**Kutipan Sumber**
◆ ◆ ◆ ◆ ◆
Melihat kondisi sekarang dan pengalaman pemilu lalu (pilkada), memiliki potensi yang sama akan munculkan kasus netralitas pejabat negara. Keterlibatan pejabat publik dan kepala daerah dalam kampanye Pemilu 2019 potensial marak terjadi jika sejak awal tidak disadari peserta pemilu, publik dan khususnya pengawas pemilu.
Keterlibatan pejabat publik dan kepala daerah, bisa membuka potensi pelanggaran yang bergesekan langsung dengan posisi dan kedudukannya. Seperti netralitas, penggunaan fasilitas negara hingga membuat kebijakan yang menguntungkan salah satu pihak. Keadaan inilah yang mesti diantisipasi oleh penyelenggara pemilu melalui fungsi pengawasan, ketika pejabat publik dan kepala daerah berbondong-bondong mendukung sebelah pihak.
◆ ◆ ◆ ◆ ◆
**Data yang Disediakan**
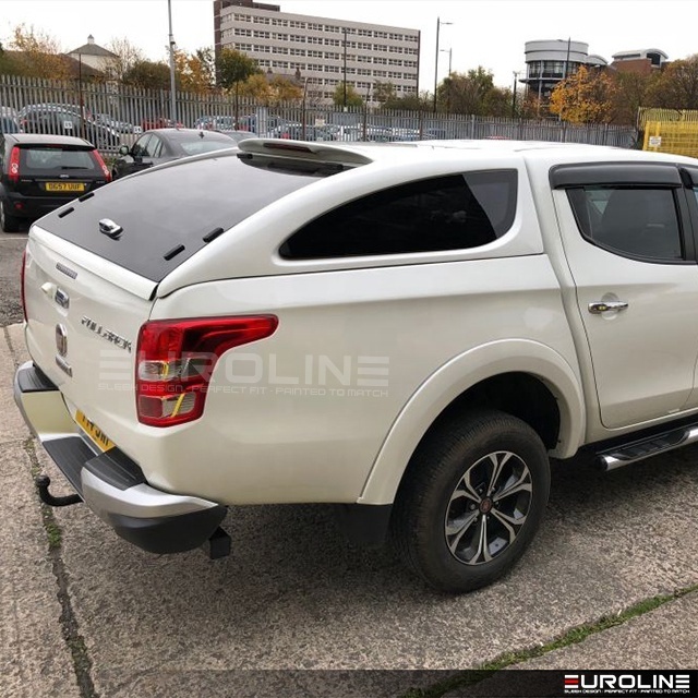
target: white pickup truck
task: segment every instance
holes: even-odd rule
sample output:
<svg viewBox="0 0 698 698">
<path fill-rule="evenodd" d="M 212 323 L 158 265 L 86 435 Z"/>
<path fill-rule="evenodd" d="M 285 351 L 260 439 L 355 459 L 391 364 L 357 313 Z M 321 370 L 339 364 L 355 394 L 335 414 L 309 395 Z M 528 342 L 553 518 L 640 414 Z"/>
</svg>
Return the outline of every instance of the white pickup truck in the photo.
<svg viewBox="0 0 698 698">
<path fill-rule="evenodd" d="M 249 140 L 35 224 L 26 421 L 154 553 L 230 505 L 337 505 L 430 585 L 486 585 L 549 458 L 698 437 L 698 160 L 517 142 Z"/>
</svg>

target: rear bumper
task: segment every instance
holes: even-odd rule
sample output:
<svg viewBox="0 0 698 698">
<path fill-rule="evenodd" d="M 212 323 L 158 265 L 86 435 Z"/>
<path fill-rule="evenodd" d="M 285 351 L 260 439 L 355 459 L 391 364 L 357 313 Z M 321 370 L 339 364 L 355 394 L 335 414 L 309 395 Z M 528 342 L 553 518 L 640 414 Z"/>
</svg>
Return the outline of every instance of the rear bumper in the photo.
<svg viewBox="0 0 698 698">
<path fill-rule="evenodd" d="M 118 448 L 101 453 L 82 435 L 61 393 L 32 362 L 17 369 L 14 399 L 32 432 L 87 506 L 121 538 L 152 553 L 204 544 L 226 507 L 151 486 Z"/>
</svg>

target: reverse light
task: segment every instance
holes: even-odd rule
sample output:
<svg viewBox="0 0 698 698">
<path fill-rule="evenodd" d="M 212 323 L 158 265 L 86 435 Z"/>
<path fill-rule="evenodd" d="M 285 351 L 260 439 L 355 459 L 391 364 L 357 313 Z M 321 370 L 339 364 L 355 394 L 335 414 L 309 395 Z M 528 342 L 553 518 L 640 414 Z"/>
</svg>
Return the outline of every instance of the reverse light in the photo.
<svg viewBox="0 0 698 698">
<path fill-rule="evenodd" d="M 139 421 L 173 426 L 198 419 L 220 356 L 273 335 L 277 326 L 275 315 L 145 323 L 135 362 Z"/>
<path fill-rule="evenodd" d="M 16 184 L 20 181 L 20 148 L 14 146 L 10 153 L 10 169 L 8 170 L 8 179 Z"/>
</svg>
◆ ◆ ◆ ◆ ◆
**Sasaran Tugas**
- 1) Jawablah pertanyaan ini berdasarkan kutipan sumber.
(a) Kampanye pemilu tahun berapa yang disebut berpotensi marak dengan keterlibatan pejabat publik dan kepala daerah?
(b) Apa saja contoh pelanggaran yang bergesekan langsung dengan posisi dan kedudukan mereka?
(c) Melalui fungsi apa penyelenggara pemilu mesti mengantisipasi keadaan tersebut?
- 2) Salinlah persis seluruh bagian kutipan sumber, mulai dari "Melihat kondisi sekarang" sampai dengan "mendukung sebelah pihak.".
Butir-butir data tidak diperlukan untuk mengerjakan tugas.

**Jawaban Tiap Tugas**
- 1)
(a) Pemilu 2019.
(b) Netralitas, penggunaan fasilitas negara, hingga membuat kebijakan yang menguntungkan salah satu pihak.
(c) Fungsi pengawasan.

- 2)
Melihat kondisi sekarang dan pengalaman pemilu lalu (pilkada), memiliki potensi yang sama akan munculkan kasus netralitas pejabat negara. Keterlibatan pejabat publik dan kepala daerah dalam kampanye Pemilu 2019 potensial marak terjadi jika sejak awal tidak disadari peserta pemilu, publik dan khususnya pengawas pemilu.
Keterlibatan pejabat publik dan kepala daerah, bisa membuka potensi pelanggaran yang bergesekan langsung dengan posisi dan kedudukannya. Seperti netralitas, penggunaan fasilitas negara hingga membuat kebijakan yang menguntungkan salah satu pihak. Keadaan inilah yang mesti diantisipasi oleh penyelenggara pemilu melalui fungsi pengawasan, ketika pejabat publik dan kepala daerah berbondong-bondong mendukung sebelah pihak.